API: I think the plumbing or general architecture is a bit more high
level and important to think about before you start working out API
details. Maybe thats just me. I think once we figure out what kinds of
features we want, then we start talking API. But most of the time its
fairly obvious is an architecture is going to support a particular
feature well, so I don't see the harm in discussing architectures before
we work out details.

how uri's look: since there even seems to be RFC's regarding this issue,
it would probably be wise to stick to the protocol:// type URI's

backend chaining: I would delegate this functionality to the vfs server.
Hopefully the client side wouldn't have to worry too much about how
exactly to set up various chains. It should just worry about URI's,
and whether they represent something that is a file, or a directory,
or maybe even both.

┄┄┄┄┄┄

Written instruction a:
Rewrite the records as a Markdown table with the columns Row and Record line, starting at the first line of the records and ending at the line containing "point(397, 105)", both included. Number each row, skip blank lines, and leave out the pictures.

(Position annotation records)

┄┄┄┄┄┄

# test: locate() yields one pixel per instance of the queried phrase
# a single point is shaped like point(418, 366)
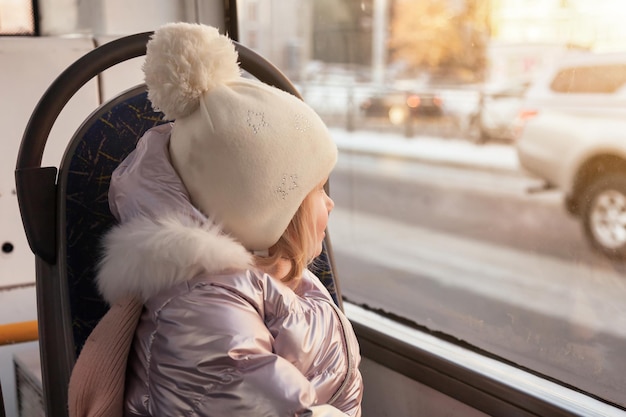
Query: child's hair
point(297, 244)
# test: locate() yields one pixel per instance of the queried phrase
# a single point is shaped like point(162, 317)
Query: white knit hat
point(248, 153)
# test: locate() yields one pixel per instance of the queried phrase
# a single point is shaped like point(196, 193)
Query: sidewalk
point(454, 152)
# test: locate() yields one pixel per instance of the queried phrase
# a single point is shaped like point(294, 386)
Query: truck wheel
point(604, 215)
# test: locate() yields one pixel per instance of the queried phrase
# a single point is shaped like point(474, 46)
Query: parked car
point(573, 135)
point(396, 106)
point(495, 114)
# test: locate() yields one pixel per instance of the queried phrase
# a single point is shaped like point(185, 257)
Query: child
point(219, 214)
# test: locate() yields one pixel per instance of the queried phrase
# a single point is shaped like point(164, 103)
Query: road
point(472, 254)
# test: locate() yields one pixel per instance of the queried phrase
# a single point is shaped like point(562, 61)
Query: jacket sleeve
point(212, 355)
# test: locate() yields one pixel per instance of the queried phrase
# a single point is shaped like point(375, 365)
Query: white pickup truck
point(574, 137)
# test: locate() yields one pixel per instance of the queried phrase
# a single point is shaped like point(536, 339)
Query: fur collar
point(145, 256)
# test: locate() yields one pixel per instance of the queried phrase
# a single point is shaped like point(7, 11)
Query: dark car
point(397, 105)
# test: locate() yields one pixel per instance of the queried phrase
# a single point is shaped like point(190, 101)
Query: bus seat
point(65, 219)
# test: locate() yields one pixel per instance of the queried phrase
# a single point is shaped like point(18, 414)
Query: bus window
point(17, 17)
point(471, 199)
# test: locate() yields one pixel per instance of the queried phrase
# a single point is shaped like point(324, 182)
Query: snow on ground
point(458, 152)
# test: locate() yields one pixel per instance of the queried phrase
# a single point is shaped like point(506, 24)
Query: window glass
point(461, 201)
point(16, 17)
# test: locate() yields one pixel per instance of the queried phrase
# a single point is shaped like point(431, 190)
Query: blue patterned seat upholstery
point(103, 141)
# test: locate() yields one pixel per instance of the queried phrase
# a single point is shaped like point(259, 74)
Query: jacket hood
point(161, 239)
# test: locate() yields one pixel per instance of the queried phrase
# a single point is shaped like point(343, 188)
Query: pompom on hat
point(248, 153)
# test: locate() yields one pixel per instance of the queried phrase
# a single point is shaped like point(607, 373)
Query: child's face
point(321, 205)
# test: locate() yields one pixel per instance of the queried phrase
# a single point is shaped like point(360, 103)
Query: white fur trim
point(145, 256)
point(183, 61)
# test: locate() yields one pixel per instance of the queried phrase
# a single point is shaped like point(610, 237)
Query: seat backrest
point(98, 147)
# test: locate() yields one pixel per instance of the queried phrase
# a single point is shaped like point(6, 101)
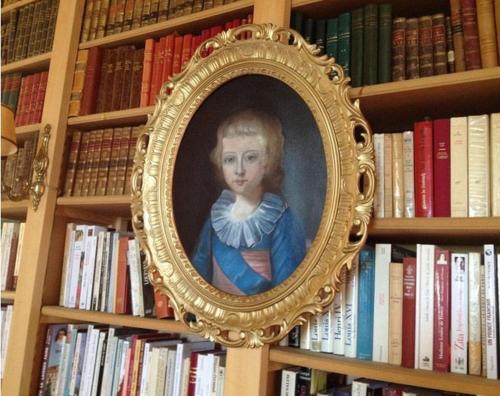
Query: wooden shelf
point(113, 118)
point(395, 106)
point(385, 372)
point(185, 24)
point(8, 295)
point(14, 210)
point(436, 230)
point(106, 206)
point(29, 65)
point(54, 314)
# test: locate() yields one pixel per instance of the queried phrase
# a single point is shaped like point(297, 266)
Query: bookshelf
point(38, 287)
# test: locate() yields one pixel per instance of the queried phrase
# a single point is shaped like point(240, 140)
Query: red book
point(472, 53)
point(409, 295)
point(91, 82)
point(147, 70)
point(441, 350)
point(441, 135)
point(158, 60)
point(423, 154)
point(121, 290)
point(186, 50)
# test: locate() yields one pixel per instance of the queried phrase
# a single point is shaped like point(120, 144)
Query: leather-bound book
point(439, 44)
point(472, 51)
point(425, 55)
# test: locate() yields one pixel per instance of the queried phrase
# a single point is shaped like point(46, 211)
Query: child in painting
point(251, 241)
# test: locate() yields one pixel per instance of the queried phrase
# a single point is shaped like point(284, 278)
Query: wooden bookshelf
point(384, 372)
point(52, 314)
point(29, 65)
point(112, 118)
point(8, 295)
point(184, 24)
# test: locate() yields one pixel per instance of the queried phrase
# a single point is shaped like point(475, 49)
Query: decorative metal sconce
point(20, 189)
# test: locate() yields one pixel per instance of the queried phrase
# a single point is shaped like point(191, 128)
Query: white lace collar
point(250, 231)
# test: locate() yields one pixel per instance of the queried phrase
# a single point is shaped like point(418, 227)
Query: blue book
point(365, 302)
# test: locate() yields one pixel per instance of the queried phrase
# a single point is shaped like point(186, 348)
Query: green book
point(344, 49)
point(332, 38)
point(357, 48)
point(320, 35)
point(370, 42)
point(384, 42)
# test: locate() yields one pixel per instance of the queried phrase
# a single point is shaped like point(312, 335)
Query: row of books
point(297, 381)
point(106, 17)
point(445, 167)
point(435, 309)
point(12, 241)
point(29, 30)
point(93, 359)
point(103, 270)
point(17, 168)
point(109, 79)
point(100, 161)
point(6, 319)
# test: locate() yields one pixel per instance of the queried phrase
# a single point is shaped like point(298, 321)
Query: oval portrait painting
point(249, 185)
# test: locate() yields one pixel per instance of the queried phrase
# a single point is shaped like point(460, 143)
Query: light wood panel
point(51, 314)
point(185, 24)
point(385, 372)
point(29, 65)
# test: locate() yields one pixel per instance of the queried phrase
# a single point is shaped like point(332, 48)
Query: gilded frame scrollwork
point(345, 134)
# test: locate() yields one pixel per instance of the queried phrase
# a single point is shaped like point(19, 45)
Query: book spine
point(459, 313)
point(441, 354)
point(439, 44)
point(458, 34)
point(423, 169)
point(478, 166)
point(472, 53)
point(441, 137)
point(398, 49)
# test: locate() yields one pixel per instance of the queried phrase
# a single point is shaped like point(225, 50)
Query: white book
point(327, 329)
point(458, 167)
point(459, 313)
point(491, 312)
point(495, 163)
point(77, 261)
point(408, 179)
point(426, 302)
point(474, 314)
point(338, 327)
point(316, 333)
point(381, 303)
point(66, 271)
point(479, 166)
point(378, 145)
point(351, 309)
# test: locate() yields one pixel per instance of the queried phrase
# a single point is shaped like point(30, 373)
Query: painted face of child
point(244, 164)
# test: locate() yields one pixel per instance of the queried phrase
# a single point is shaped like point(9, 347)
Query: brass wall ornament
point(34, 185)
point(231, 309)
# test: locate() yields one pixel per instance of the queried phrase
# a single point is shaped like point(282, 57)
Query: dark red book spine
point(441, 350)
point(92, 81)
point(472, 51)
point(409, 299)
point(441, 135)
point(423, 154)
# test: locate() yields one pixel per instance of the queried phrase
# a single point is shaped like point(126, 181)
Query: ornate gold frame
point(263, 318)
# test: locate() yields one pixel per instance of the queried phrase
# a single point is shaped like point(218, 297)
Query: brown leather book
point(425, 55)
point(472, 51)
point(439, 44)
point(458, 34)
point(398, 49)
point(92, 81)
point(135, 89)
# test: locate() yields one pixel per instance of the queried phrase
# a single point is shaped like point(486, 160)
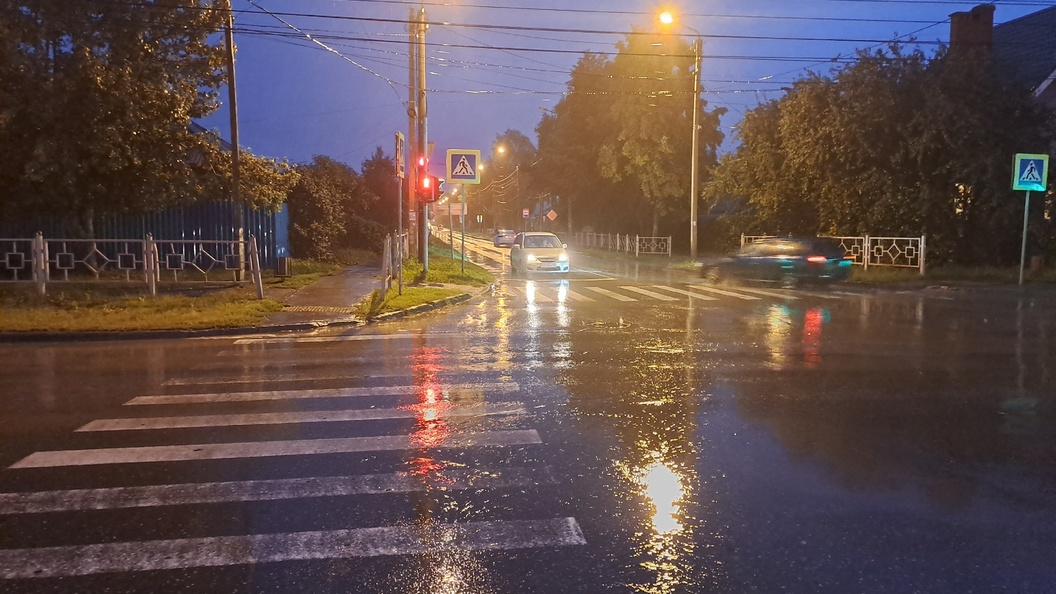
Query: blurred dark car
point(504, 238)
point(787, 261)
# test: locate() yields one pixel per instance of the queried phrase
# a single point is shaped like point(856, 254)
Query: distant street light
point(667, 19)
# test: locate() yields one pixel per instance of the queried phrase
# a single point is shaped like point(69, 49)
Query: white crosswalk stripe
point(262, 449)
point(457, 406)
point(449, 391)
point(191, 494)
point(475, 409)
point(724, 293)
point(768, 293)
point(648, 293)
point(610, 294)
point(154, 555)
point(686, 293)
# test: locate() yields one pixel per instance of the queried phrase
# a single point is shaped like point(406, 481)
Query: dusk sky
point(298, 98)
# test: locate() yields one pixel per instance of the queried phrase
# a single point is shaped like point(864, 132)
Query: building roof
point(1024, 49)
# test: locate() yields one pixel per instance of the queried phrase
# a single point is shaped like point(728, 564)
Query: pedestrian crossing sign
point(463, 166)
point(1030, 172)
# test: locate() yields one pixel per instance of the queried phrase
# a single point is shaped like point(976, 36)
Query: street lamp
point(667, 19)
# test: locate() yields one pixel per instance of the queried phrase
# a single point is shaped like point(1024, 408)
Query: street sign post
point(464, 167)
point(1029, 172)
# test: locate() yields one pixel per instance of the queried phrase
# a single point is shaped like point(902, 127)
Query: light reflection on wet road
point(806, 441)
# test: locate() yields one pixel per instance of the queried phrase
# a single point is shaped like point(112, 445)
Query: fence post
point(150, 264)
point(923, 247)
point(39, 265)
point(255, 266)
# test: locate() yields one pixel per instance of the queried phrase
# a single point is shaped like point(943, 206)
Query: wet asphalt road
point(617, 431)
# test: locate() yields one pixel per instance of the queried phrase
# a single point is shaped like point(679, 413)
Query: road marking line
point(768, 293)
point(340, 338)
point(450, 392)
point(578, 297)
point(269, 378)
point(194, 494)
point(610, 294)
point(686, 293)
point(648, 293)
point(727, 293)
point(211, 552)
point(153, 423)
point(264, 449)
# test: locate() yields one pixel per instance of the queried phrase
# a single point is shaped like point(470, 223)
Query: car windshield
point(542, 241)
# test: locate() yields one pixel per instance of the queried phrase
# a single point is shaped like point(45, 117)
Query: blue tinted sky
point(298, 99)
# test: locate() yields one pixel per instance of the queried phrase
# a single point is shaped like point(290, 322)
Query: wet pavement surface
point(619, 430)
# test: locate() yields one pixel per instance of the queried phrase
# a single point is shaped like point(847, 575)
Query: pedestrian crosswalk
point(169, 428)
point(564, 292)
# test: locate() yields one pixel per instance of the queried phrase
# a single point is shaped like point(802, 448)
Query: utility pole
point(237, 222)
point(422, 131)
point(412, 144)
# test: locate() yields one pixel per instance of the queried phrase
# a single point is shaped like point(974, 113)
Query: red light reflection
point(432, 429)
point(812, 322)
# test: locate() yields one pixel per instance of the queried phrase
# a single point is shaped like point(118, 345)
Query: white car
point(538, 252)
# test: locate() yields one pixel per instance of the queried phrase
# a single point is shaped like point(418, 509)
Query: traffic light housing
point(429, 187)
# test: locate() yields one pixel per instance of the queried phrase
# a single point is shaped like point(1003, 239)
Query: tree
point(379, 179)
point(653, 108)
point(569, 141)
point(326, 209)
point(893, 144)
point(96, 104)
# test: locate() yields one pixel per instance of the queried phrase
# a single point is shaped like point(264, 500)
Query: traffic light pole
point(422, 133)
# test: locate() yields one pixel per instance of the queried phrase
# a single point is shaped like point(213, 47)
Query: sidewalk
point(330, 300)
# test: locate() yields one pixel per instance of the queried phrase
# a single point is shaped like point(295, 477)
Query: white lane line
point(648, 293)
point(153, 423)
point(726, 293)
point(768, 293)
point(610, 294)
point(265, 449)
point(271, 377)
point(194, 494)
point(686, 293)
point(450, 392)
point(212, 552)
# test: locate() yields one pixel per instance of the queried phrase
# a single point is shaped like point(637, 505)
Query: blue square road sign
point(1030, 172)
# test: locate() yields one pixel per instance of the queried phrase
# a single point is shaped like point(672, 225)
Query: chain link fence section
point(45, 261)
point(625, 243)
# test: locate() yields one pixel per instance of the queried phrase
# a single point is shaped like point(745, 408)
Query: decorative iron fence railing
point(629, 244)
point(867, 251)
point(45, 261)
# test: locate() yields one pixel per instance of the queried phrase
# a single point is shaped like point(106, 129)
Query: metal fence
point(867, 251)
point(629, 244)
point(44, 261)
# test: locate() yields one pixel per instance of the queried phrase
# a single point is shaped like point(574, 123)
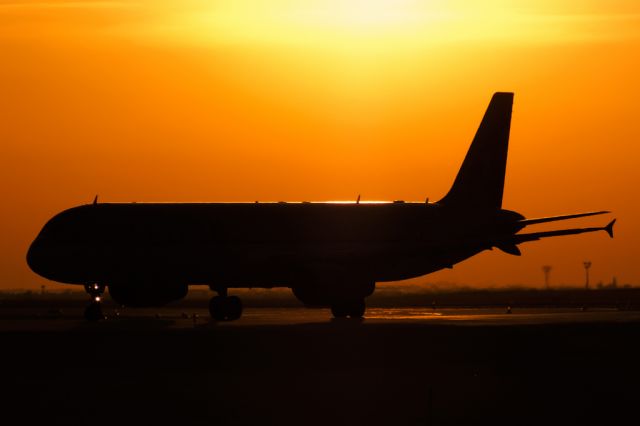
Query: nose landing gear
point(93, 311)
point(223, 307)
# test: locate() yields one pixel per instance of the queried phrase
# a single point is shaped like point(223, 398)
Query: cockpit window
point(74, 225)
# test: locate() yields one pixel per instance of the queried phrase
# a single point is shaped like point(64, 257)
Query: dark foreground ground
point(296, 367)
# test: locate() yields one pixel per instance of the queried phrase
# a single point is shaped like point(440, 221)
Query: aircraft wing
point(510, 244)
point(554, 218)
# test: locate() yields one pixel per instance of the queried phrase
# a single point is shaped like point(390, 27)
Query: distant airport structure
point(329, 254)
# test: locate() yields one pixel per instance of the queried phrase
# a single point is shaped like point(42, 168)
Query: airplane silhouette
point(329, 254)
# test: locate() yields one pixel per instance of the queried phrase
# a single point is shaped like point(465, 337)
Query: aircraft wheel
point(225, 308)
point(339, 310)
point(357, 308)
point(217, 309)
point(93, 312)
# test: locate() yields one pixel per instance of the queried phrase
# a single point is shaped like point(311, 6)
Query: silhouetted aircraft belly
point(330, 254)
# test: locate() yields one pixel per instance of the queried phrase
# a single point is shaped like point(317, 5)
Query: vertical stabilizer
point(480, 181)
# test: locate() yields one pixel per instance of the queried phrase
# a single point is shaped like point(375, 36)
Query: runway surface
point(405, 366)
point(175, 318)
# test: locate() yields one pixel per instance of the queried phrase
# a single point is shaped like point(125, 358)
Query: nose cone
point(35, 257)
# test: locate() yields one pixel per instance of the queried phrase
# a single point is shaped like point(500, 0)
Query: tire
point(339, 310)
point(217, 308)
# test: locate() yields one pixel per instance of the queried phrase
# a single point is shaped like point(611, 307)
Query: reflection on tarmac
point(176, 318)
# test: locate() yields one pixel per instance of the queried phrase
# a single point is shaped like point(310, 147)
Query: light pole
point(587, 265)
point(547, 270)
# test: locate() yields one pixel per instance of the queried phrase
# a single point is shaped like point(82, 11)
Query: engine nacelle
point(147, 295)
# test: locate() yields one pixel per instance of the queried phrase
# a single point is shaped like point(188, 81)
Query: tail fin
point(480, 181)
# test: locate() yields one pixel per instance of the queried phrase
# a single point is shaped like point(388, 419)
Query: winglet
point(609, 228)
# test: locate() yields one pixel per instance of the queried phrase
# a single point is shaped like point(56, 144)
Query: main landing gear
point(349, 308)
point(223, 307)
point(93, 311)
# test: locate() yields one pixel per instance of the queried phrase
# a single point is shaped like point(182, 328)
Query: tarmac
point(286, 366)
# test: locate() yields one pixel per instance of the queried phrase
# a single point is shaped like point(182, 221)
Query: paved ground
point(297, 366)
point(176, 318)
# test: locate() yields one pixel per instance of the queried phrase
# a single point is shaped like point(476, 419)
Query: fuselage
point(259, 244)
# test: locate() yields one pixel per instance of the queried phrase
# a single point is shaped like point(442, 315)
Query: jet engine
point(147, 295)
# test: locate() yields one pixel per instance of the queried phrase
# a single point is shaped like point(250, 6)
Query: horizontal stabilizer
point(609, 228)
point(522, 238)
point(555, 218)
point(509, 248)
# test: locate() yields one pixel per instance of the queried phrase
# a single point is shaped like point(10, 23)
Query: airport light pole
point(547, 270)
point(587, 265)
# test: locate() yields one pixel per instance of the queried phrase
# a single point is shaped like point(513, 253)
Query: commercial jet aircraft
point(329, 254)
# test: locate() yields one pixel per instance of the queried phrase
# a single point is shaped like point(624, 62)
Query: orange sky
point(323, 100)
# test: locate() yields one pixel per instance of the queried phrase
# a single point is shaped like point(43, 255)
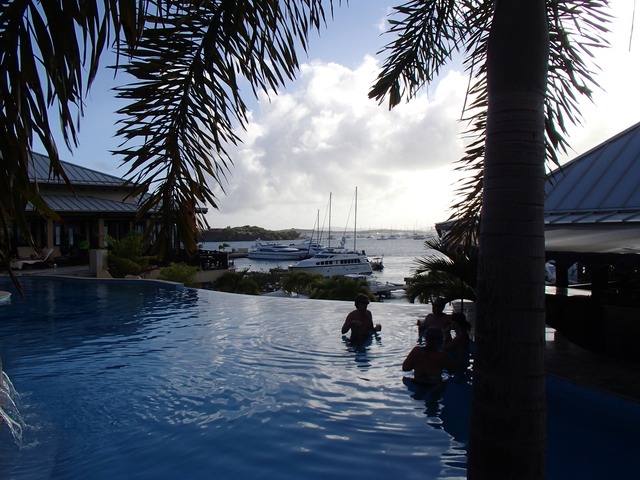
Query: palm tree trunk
point(508, 420)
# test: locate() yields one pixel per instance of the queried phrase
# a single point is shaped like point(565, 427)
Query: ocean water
point(399, 256)
point(133, 380)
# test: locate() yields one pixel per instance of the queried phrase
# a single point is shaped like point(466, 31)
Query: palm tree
point(450, 272)
point(187, 59)
point(524, 59)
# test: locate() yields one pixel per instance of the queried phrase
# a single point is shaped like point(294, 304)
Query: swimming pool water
point(138, 381)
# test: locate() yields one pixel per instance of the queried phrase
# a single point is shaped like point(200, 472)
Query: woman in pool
point(429, 361)
point(458, 347)
point(360, 321)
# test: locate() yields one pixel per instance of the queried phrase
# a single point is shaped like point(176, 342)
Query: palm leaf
point(575, 28)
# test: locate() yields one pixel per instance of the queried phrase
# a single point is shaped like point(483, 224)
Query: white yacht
point(276, 251)
point(334, 261)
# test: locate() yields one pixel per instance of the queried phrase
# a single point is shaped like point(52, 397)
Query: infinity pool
point(136, 380)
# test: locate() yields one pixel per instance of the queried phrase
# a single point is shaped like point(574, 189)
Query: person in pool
point(458, 347)
point(429, 361)
point(360, 321)
point(437, 318)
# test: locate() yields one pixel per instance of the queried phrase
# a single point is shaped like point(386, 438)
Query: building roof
point(66, 204)
point(593, 202)
point(81, 176)
point(39, 171)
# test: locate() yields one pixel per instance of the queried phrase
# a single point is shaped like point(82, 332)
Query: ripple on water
point(117, 379)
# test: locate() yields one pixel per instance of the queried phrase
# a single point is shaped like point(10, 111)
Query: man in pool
point(437, 318)
point(360, 321)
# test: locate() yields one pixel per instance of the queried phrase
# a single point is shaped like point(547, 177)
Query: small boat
point(332, 262)
point(276, 251)
point(376, 263)
point(4, 296)
point(378, 288)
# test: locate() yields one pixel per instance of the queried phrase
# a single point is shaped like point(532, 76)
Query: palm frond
point(576, 28)
point(186, 103)
point(427, 35)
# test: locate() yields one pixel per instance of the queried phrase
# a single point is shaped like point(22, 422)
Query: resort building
point(592, 239)
point(95, 205)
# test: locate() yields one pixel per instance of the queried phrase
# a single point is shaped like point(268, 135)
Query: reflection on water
point(130, 380)
point(115, 377)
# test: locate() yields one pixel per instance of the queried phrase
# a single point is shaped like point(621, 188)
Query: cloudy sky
point(322, 135)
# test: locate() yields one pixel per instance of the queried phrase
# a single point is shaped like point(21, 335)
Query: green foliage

┄┄┄┄┄┄

Written instruction b:
Answer these questions about the text on software architecture:
(i) What type of URI does the text say it would be wise to stick to?
(ii) To what would the writer delegate backend chaining?
(iii) According to the text, what should the client side worry about?

Exercise answer a:
| Row | Record line |
|---|---|
| 1 | # test: locate() yields one pixel per instance of the queried phrase |
| 2 | # a single point is shaped like point(418, 366) |
| 3 | Query: child's hair |
| 4 | point(297, 244) |
| 5 | # test: locate() yields one pixel per instance of the queried phrase |
| 6 | # a single point is shaped like point(162, 317) |
| 7 | Query: white knit hat |
| 8 | point(248, 153) |
| 9 | # test: locate() yields one pixel per instance of the queried phrase |
| 10 | # a single point is shaped like point(196, 193) |
| 11 | Query: sidewalk |
| 12 | point(454, 152) |
| 13 | # test: locate() yields one pixel per instance of the queried phrase |
| 14 | # a single point is shaped like point(294, 386) |
| 15 | Query: truck wheel |
| 16 | point(604, 215) |
| 17 | # test: locate() yields one pixel per instance of the queried phrase |
| 18 | # a single point is shaped like point(474, 46) |
| 19 | Query: parked car |
| 20 | point(573, 135) |
| 21 | point(396, 106) |
| 22 | point(495, 114) |
| 23 | # test: locate() yields one pixel per instance of the queried phrase |
| 24 | # a single point is shaped like point(185, 257) |
| 25 | Query: child |
| 26 | point(219, 214) |
| 27 | # test: locate() yields one pixel per instance of the queried phrase |
| 28 | # a single point is shaped like point(164, 103) |
| 29 | Query: road |
| 30 | point(472, 254) |
| 31 | # test: locate() yields one pixel per instance of the queried phrase |
| 32 | # a single point is shaped like point(562, 61) |
| 33 | Query: jacket sleeve |
| 34 | point(212, 355) |
| 35 | # test: locate() yields one pixel per instance of the queried phrase |
| 36 | # a single point is shaped like point(375, 365) |
| 37 | Query: white pickup truck |
| 38 | point(574, 137) |
| 39 | # test: locate() yields one pixel per instance of the queried phrase |
| 40 | # a single point is shaped like point(536, 339) |
| 41 | Query: fur collar |
| 42 | point(145, 256) |
| 43 | # test: locate() yields one pixel per instance of the queried phrase |
| 44 | # a single point is shaped like point(7, 11) |
| 45 | Query: dark car |
| 46 | point(397, 105) |

Exercise answer b:
(i) The protocol:// type URI.
(ii) The vfs server.
(iii) URIs, and whether they represent a file, a directory, or maybe even both.